# CHALLENGE:
Only the lines starting at the one that contains "Audit flag: the street" and running to the end should be repeated, exactly as written.

# SUPPLIED INFORMATION:

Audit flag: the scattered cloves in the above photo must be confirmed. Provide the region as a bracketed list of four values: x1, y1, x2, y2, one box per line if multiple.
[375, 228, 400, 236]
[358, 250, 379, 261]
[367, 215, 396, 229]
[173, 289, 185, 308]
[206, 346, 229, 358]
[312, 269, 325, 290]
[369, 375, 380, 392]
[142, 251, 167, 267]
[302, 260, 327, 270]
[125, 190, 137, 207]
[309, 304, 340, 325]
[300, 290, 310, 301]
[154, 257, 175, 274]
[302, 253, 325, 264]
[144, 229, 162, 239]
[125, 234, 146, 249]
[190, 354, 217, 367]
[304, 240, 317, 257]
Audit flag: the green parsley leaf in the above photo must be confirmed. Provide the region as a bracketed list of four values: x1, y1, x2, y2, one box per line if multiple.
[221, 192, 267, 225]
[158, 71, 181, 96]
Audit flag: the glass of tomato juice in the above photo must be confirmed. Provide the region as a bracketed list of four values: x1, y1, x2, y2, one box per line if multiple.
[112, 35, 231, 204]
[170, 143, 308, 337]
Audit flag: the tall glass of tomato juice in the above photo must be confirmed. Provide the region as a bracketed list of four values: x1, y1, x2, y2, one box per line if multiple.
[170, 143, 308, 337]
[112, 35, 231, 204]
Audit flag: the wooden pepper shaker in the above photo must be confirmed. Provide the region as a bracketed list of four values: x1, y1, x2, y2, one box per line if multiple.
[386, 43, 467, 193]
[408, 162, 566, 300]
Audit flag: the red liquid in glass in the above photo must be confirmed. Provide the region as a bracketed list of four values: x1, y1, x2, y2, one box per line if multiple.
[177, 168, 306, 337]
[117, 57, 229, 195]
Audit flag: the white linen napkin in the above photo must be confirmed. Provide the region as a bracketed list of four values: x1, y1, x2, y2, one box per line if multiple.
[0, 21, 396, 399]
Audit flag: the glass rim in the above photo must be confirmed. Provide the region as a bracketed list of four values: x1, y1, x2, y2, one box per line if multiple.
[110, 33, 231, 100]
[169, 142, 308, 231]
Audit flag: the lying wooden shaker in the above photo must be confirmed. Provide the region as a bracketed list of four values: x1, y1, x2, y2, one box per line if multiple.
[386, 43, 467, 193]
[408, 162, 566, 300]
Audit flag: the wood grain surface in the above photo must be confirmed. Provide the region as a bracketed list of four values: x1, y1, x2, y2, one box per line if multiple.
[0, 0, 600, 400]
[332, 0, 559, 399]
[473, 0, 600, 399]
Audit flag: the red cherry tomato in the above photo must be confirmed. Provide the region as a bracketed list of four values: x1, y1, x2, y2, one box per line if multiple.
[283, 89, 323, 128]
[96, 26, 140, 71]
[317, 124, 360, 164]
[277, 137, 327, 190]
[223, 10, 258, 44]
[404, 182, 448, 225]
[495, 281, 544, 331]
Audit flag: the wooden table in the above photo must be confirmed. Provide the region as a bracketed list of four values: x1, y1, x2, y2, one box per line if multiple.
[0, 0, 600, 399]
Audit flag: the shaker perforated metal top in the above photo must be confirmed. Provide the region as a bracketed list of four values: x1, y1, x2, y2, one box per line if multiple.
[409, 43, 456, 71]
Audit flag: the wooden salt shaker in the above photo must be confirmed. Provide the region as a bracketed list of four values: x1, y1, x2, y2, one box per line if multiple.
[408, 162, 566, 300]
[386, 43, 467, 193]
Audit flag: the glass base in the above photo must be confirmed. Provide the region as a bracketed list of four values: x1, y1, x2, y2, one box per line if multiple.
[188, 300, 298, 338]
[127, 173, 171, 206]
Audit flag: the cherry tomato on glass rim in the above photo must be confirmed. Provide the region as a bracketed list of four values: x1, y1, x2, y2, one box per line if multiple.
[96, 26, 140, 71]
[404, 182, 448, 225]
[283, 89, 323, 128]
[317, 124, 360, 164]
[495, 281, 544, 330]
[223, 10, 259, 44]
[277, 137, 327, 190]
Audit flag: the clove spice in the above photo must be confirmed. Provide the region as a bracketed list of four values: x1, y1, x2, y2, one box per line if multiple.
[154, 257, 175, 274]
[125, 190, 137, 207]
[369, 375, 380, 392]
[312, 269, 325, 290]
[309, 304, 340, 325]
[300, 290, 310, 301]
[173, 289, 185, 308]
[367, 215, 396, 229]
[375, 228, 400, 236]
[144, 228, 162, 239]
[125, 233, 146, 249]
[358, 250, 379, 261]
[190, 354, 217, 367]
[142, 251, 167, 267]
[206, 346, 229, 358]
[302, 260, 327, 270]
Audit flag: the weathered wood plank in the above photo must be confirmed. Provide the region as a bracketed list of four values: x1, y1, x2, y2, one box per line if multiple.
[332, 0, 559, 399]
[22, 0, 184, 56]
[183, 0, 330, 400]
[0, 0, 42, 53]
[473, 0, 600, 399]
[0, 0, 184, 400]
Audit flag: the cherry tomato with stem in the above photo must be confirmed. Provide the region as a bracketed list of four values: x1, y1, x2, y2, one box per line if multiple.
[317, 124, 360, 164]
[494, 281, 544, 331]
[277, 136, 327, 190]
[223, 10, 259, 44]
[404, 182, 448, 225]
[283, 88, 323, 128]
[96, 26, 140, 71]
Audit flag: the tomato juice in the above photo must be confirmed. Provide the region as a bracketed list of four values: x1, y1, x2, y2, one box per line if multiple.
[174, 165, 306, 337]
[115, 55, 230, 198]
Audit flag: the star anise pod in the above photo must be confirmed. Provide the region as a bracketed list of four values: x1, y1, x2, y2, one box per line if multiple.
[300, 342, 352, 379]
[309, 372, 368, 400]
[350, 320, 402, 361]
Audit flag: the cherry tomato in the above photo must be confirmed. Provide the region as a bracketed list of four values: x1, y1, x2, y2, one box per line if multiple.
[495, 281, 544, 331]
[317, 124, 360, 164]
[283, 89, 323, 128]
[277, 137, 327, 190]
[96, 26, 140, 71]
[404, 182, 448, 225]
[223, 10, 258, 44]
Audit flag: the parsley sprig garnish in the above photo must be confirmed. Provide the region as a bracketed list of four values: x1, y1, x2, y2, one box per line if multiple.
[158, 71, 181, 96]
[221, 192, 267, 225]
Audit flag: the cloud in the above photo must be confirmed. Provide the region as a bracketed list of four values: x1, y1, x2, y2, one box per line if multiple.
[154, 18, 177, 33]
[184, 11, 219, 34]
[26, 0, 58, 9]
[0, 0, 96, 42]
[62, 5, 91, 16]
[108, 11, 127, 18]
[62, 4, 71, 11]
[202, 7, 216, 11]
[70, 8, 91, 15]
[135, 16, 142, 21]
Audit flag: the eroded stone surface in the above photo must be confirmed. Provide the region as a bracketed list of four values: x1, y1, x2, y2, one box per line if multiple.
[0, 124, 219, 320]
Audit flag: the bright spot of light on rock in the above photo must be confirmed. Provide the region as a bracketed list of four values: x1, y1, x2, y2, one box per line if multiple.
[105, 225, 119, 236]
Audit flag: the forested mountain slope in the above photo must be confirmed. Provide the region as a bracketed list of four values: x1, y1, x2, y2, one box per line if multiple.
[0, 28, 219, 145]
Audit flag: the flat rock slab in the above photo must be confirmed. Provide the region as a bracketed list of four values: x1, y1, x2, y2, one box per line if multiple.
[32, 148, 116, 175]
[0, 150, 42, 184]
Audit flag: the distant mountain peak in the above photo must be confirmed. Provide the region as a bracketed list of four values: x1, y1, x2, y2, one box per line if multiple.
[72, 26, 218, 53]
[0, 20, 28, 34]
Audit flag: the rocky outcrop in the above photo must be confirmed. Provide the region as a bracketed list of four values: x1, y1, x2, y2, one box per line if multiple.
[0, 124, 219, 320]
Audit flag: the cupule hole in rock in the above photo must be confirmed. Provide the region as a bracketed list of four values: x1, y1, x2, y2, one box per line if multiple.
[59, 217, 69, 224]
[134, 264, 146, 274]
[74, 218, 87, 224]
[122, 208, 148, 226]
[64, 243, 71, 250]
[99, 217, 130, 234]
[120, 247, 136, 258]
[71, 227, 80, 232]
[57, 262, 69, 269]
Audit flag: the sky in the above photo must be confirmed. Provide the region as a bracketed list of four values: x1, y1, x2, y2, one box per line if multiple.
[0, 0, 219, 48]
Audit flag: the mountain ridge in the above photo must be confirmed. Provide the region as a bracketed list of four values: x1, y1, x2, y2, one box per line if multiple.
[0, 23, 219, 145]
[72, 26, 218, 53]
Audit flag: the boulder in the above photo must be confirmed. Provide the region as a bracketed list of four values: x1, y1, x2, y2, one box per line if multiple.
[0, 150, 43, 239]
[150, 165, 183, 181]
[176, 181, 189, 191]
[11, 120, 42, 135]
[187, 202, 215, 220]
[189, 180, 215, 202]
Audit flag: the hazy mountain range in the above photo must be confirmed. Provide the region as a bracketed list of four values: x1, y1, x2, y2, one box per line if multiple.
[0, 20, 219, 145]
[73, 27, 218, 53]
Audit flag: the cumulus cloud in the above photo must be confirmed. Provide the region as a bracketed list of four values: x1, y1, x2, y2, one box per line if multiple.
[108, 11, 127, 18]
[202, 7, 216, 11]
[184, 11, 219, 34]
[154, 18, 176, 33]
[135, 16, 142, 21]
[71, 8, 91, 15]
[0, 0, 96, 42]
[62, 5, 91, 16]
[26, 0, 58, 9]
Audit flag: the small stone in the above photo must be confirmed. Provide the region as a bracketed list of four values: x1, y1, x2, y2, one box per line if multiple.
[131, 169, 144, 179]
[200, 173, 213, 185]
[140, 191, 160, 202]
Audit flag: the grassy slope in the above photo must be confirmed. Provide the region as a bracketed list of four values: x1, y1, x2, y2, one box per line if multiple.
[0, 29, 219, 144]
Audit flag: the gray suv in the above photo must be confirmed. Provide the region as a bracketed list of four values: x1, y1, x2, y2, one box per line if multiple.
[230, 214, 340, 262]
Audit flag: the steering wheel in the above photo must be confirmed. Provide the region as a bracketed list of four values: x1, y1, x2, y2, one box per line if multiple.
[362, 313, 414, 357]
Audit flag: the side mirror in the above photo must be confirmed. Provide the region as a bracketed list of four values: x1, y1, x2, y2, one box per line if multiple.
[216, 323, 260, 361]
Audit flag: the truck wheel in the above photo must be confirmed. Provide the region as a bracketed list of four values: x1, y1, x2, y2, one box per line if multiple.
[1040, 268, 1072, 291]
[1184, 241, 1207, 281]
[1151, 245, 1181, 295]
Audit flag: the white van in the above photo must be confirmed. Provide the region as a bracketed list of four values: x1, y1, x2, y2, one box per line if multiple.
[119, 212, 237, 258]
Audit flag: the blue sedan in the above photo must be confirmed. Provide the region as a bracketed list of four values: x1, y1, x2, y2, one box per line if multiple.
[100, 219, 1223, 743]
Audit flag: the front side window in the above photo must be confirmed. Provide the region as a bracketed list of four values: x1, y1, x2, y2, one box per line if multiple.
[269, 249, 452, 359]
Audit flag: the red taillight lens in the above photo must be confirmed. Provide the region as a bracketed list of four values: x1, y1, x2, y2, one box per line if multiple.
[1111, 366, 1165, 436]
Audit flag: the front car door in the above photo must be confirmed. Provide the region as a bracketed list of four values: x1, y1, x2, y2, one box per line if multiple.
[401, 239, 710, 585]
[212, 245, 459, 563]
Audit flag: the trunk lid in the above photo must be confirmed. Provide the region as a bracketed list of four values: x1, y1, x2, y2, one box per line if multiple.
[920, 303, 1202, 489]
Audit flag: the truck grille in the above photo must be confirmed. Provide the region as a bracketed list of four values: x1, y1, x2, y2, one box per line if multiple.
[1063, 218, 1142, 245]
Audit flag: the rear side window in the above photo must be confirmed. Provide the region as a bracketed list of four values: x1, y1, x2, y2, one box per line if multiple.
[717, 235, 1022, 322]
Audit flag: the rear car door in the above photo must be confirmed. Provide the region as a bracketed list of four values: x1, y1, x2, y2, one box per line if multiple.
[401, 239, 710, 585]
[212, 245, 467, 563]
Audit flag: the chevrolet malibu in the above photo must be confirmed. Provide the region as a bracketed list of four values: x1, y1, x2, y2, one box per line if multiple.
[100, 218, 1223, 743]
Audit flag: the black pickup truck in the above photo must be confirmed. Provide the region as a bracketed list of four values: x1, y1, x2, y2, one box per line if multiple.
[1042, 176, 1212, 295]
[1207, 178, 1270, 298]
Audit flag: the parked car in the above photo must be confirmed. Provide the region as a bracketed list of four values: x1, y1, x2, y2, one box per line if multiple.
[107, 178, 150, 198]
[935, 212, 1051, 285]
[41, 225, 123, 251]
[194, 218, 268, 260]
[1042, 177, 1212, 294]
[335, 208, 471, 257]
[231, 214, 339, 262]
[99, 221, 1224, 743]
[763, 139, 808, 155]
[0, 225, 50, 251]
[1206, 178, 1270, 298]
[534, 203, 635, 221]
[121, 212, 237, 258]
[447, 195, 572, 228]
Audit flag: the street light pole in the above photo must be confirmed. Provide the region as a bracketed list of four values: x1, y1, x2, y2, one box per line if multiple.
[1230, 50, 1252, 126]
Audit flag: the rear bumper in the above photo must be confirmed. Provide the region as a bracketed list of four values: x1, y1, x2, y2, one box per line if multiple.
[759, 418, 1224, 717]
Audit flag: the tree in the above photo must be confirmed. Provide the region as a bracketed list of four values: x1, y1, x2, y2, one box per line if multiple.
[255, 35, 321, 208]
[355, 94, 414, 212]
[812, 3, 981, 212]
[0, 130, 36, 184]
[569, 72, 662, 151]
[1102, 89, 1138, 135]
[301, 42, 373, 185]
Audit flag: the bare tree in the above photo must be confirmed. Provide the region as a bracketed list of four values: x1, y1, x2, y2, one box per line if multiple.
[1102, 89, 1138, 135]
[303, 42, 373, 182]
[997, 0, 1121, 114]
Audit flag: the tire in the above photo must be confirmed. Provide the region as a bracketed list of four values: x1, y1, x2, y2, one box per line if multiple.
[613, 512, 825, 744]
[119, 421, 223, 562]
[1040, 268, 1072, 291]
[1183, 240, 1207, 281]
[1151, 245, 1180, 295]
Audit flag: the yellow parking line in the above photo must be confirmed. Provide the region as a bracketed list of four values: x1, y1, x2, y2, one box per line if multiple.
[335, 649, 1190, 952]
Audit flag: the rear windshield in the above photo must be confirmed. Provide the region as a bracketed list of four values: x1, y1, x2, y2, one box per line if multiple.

# EXERCISE OUTPUT:
Audit flag: the street light pole in the above photo must be confirmed. Provide the region as a bracketed list of four values: x1, y1, x2, y2, one box per line if multiple.
[1230, 50, 1252, 126]
Audit flag: the rear bumper in the above photo must be confirmed. Provide the region as a bracketed list of four values: x1, y1, x2, y2, one box per line if multiple.
[759, 418, 1224, 717]
Audit flag: the tree in the above photo must be confirmed. Provide the region as a bracketed list of four values: x1, y1, x2, y2, one box per line if multiple.
[255, 35, 321, 208]
[355, 94, 414, 212]
[812, 3, 981, 212]
[0, 130, 36, 184]
[569, 72, 662, 151]
[1102, 89, 1138, 135]
[301, 42, 373, 185]
Audit flag: the bare tree in the above photo must be confirmed. Provide the region as a bracketed list of four values: x1, y1, x2, y2, one box per line if multiple.
[1102, 89, 1138, 135]
[303, 42, 373, 182]
[997, 0, 1121, 114]
Audit flag: the tire in the above photo must be confirmed. Provide the region as a bracketed list of four values: x1, y1, x2, y2, one box per line if multiple.
[613, 512, 825, 744]
[119, 421, 223, 562]
[1040, 268, 1072, 291]
[1183, 240, 1207, 281]
[1151, 245, 1180, 295]
Audit flag: the yellow parking line in the above photo must be confirmed. Provide the region as a bracketed list of four values: x1, y1, x2, y2, one box per line if multiple.
[335, 649, 1190, 952]
Audit flag: the rear windshield in the above photo must be confirmed. Provide the region as a bracketed list of four values: x1, y1, x2, y2, one box per line if multiple.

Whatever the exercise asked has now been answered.